**SOURCE PASSAGE:**
Of course, once the Doctor had completed his business (stashed the Hand at the funeral parlour, enrolled Susan at Coal Hill School) he moved his TARDIS to the yard of I.M. Foreman, in Totters Lane. That the TARDIS did not change form at this point may not have aroused any suspicion as it was still within the same era. Interestingly enough there have been a few attempts to repair the chameleon circuit, and as a result the TARDIS has changed form briefly, however it has always returned to the form of the old blue box; perhaps it finds it comfortable.

 

 

Evolution of a Time Machine: from hi-tech through steam-punk to techno-organic

 

Over the years the Doctor’s TARDIS has evolved. When it first appeared in An Unearthly Child the console room was seen to be large and adorned with roundels. The console was hexagonal with a central column that rose and fell when the ship was in transit and spun slowly on materialisation. The console was a picture of advanced technology (though of course nothing dates faster than advanced technology) and it stayed more or less in this form throughout the 60’s. With the arrival of the third Doctor’s and colour in the 70’s the TARDIS was initially rarely seen but with the Doctor’s exile being ended the  TARDIS interior became more common. Again it retained the basic layout of the hexagonal console, though the central column was now a little less spectacular (it also no longer rotated on arrival simply retaining the rise and fall in transit). The wall retained the idea of roundels, though in a slightly more exaggerated form.

Moving into the time of the forth Doctor, the console retained its form, until the disclosure of a second console room complete with wood panelled walls in season 14. This room had a much smaller and compact, wooden, console with what sometimes appeared to be a shaving mirror in place of the old central column. Roundels were present, but in the form of stained glass windows. This console room was square (a simpler set by far) and featured a definite step from the doorway to the console itself. This new image was in its own way quite charming, if a tad low budget, and had a slight air of H.G. Wells about it. However after relatively few appearances the older white roundel walled hexagonal console room was restored, just as well as the arrival of K-9 would have caused problems with the step and doorway.

 

When the Doctor next returned to Gallifrey, during The Invasion of Time, much more of the TARDIS interior was required on screen, and due to, I believe, industrial disputes, an old power station was used to double for the corridors and a swimming pool for the bathroom. This was a little eccentric to say the least, however it did establish that the TARDIS interior could be changed just as the exterior couldn’t. Things settled down after this with the TARDIS interior remaining more or less unchanged until the 20th anniversary year and the unveiling of a new updated, but still traditional, console. Now when extra rooms were seen on board, they were complete with roundels, and matched the console room in general appearance. The corridors too had roundels, and indeed there were in the time of the fifth Doctor, many scenes showing the many corridors, all looking the same. Two rooms were however different; the pink toned zero room (later jettisoned) and the cloister room, which had the appearance of being in a slightly run down and neglected garden. It was presumably the cloister room which included the cloister bell, designed to ring at times of extreme danger.

[Pointing dataset excerpts]
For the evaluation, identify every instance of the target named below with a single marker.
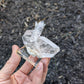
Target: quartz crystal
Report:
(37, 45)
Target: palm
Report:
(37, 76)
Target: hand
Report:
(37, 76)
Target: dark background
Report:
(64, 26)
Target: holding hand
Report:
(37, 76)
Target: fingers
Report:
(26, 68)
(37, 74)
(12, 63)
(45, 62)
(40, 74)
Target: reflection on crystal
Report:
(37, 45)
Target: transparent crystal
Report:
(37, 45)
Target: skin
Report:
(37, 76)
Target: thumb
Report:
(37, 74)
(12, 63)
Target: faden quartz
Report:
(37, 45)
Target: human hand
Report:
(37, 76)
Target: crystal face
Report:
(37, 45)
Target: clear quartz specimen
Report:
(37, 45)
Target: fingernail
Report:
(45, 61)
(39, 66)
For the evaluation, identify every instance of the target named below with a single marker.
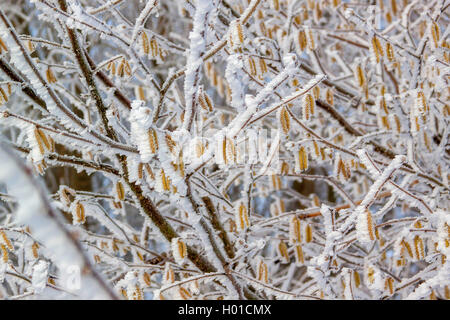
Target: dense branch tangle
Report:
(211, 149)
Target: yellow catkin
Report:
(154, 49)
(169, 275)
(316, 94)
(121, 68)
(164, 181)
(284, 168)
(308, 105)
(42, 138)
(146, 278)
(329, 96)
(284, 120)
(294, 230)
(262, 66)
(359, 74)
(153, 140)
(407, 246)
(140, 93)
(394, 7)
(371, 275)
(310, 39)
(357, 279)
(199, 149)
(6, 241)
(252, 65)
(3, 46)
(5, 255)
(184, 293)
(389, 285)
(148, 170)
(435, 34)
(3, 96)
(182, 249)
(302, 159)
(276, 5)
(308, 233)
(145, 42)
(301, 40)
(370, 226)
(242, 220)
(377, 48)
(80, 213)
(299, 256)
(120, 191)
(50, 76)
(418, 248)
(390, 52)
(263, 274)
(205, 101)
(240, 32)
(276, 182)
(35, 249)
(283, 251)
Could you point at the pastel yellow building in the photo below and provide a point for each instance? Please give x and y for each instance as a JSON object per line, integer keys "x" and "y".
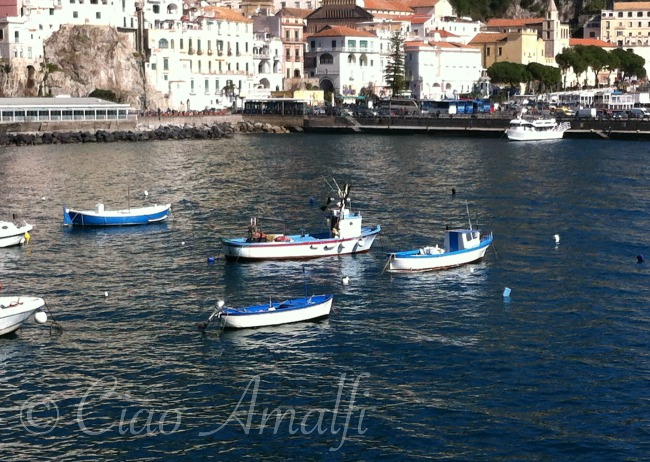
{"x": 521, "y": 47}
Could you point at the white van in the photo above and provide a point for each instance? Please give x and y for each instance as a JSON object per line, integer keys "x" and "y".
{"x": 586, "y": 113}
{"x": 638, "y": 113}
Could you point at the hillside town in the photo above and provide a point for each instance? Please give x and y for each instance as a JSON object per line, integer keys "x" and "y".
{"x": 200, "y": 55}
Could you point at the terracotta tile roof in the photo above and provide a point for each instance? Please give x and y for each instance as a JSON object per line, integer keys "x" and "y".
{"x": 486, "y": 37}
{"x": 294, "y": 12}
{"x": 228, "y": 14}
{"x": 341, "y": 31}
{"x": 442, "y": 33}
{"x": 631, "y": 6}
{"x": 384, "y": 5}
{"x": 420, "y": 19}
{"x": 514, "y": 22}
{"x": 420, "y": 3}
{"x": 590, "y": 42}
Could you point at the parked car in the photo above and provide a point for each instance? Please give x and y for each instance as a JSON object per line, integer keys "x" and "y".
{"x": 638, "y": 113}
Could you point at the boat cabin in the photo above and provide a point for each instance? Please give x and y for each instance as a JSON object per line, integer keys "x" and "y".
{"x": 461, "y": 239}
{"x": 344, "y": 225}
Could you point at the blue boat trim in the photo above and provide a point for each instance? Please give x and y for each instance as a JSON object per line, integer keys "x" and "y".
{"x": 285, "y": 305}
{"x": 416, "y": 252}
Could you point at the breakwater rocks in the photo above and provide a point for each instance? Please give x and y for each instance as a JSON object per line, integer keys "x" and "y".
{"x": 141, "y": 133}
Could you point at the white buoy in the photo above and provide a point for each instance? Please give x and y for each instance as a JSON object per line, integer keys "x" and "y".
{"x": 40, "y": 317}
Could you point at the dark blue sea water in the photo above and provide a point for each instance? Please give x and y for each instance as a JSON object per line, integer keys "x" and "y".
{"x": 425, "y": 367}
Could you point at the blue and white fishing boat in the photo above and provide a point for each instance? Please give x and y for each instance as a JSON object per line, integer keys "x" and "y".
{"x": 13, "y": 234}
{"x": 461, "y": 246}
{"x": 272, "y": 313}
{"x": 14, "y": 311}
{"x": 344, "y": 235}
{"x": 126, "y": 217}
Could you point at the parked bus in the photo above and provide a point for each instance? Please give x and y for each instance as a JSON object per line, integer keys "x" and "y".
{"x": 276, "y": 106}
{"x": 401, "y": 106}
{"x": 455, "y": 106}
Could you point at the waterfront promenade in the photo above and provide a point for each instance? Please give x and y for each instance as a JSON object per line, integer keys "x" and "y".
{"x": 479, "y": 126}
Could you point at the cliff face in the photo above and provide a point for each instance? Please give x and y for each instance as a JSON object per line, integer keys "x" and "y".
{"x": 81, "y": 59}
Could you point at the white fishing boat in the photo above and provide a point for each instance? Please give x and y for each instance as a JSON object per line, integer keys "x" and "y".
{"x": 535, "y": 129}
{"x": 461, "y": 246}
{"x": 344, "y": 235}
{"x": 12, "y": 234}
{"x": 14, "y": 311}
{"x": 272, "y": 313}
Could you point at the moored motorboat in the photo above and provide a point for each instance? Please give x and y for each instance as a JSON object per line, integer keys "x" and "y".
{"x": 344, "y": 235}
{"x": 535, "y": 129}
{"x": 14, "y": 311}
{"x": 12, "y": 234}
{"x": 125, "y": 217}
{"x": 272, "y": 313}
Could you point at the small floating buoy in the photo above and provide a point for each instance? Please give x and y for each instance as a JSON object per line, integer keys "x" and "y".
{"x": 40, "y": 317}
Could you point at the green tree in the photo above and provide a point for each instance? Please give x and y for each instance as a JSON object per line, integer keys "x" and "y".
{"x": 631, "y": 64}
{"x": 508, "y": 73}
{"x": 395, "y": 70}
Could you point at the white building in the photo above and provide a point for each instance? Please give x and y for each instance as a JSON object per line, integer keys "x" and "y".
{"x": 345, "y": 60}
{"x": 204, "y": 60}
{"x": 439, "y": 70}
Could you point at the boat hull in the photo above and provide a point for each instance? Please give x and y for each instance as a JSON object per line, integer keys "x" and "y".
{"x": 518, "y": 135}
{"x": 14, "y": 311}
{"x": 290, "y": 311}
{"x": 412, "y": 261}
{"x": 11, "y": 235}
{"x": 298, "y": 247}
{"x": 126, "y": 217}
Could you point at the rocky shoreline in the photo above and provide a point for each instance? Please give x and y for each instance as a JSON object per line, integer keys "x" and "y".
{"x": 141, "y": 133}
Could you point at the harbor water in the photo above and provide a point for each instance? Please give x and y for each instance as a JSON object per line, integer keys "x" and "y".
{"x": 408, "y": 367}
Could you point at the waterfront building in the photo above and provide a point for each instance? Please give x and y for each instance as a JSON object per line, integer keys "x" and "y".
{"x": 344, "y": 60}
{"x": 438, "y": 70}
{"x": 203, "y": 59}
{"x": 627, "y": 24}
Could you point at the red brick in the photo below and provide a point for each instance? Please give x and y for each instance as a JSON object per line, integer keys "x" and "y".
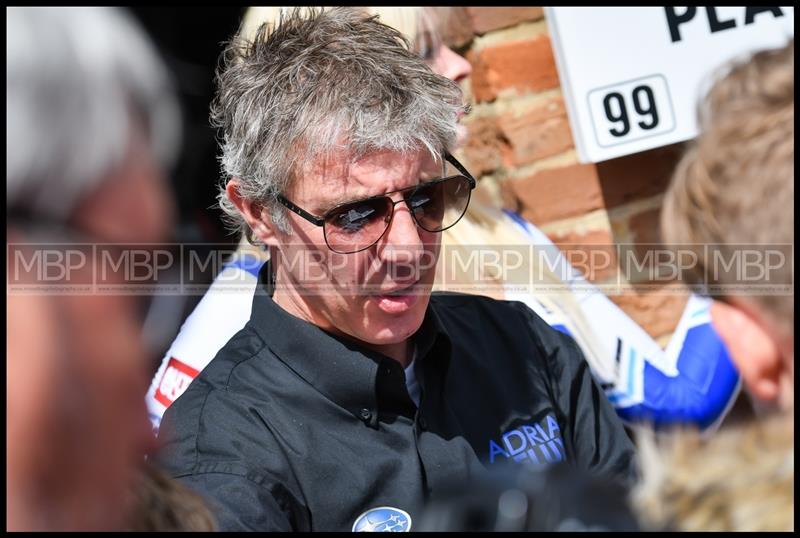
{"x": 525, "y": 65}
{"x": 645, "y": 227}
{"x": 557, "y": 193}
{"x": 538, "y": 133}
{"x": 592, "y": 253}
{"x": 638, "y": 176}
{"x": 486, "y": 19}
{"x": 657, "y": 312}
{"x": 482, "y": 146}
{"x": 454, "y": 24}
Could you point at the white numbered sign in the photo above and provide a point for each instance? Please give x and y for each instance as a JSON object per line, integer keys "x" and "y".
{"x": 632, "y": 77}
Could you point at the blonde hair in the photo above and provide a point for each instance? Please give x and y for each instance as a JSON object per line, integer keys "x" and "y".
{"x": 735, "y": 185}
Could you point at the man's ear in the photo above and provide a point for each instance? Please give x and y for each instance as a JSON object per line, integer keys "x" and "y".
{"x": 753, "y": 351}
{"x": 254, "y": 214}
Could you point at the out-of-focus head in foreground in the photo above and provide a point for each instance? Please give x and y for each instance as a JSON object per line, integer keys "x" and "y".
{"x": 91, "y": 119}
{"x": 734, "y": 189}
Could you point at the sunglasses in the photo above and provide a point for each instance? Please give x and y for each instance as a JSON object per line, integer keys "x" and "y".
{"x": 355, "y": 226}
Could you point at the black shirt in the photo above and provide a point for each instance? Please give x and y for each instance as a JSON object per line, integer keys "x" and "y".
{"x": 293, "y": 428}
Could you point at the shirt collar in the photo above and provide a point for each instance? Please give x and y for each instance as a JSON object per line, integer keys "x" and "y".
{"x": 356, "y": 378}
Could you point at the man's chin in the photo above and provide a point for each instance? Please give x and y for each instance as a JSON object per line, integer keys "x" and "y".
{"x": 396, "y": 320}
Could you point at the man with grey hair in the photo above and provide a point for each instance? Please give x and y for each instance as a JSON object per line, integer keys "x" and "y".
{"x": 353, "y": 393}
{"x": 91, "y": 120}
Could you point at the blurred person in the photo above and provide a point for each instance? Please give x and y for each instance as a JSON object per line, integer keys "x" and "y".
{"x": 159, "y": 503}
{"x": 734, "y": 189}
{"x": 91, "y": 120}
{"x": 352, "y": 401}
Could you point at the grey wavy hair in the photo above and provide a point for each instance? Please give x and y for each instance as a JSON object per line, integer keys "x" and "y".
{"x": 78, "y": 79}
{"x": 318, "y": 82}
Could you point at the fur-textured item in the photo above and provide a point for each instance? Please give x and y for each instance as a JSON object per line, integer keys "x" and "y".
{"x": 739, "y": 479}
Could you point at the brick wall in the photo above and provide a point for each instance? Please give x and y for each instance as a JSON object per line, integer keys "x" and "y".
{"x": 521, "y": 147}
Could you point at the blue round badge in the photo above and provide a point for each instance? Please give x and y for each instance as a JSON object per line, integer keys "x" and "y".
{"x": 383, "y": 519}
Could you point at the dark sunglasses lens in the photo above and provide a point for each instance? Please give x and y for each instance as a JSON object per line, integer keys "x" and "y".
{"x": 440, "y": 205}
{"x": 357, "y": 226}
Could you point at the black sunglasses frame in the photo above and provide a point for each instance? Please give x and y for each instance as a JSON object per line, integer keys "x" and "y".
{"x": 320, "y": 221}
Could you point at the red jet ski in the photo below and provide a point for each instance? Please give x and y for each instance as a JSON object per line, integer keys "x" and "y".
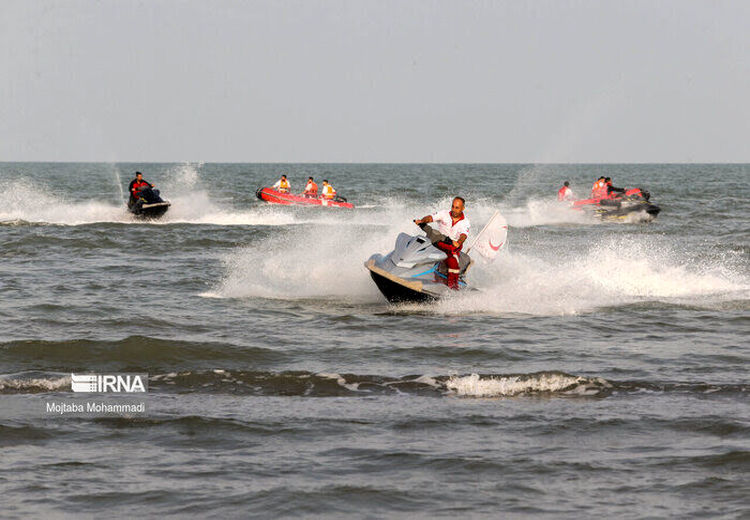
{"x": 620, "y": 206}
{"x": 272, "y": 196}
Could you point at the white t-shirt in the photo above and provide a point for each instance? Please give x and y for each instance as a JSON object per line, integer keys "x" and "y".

**TASKS TO PERFORM:**
a. Answer these from the passage on the TARDIS:
(i) To whose yard, and in which lane, did the Doctor move his TARDIS?
(ii) In which season was the wood-panelled second console room disclosed?
(iii) What was the cloister bell designed to do?
b. Reproduce the stretch of the passage on the TARDIS from "Moving into the" through "step and doorway.".

**OUTPUTS BY TASK:**
a.
(i) The yard of I.M. Foreman, in Totters Lane.
(ii) Season 14.
(iii) Ring at times of extreme danger.

b.
Moving into the time of the forth Doctor, the console retained its form, until the disclosure of a second console room complete with wood panelled walls in season 14. This room had a much smaller and compact, wooden, console with what sometimes appeared to be a shaving mirror in place of the old central column. Roundels were present, but in the form of stained glass windows. This console room was square (a simpler set by far) and featured a definite step from the doorway to the console itself. This new image was in its own way quite charming, if a tad low budget, and had a slight air of H.G. Wells about it. However after relatively few appearances the older white roundel walled hexagonal console room was restored, just as well as the arrival of K-9 would have caused problems with the step and doorway.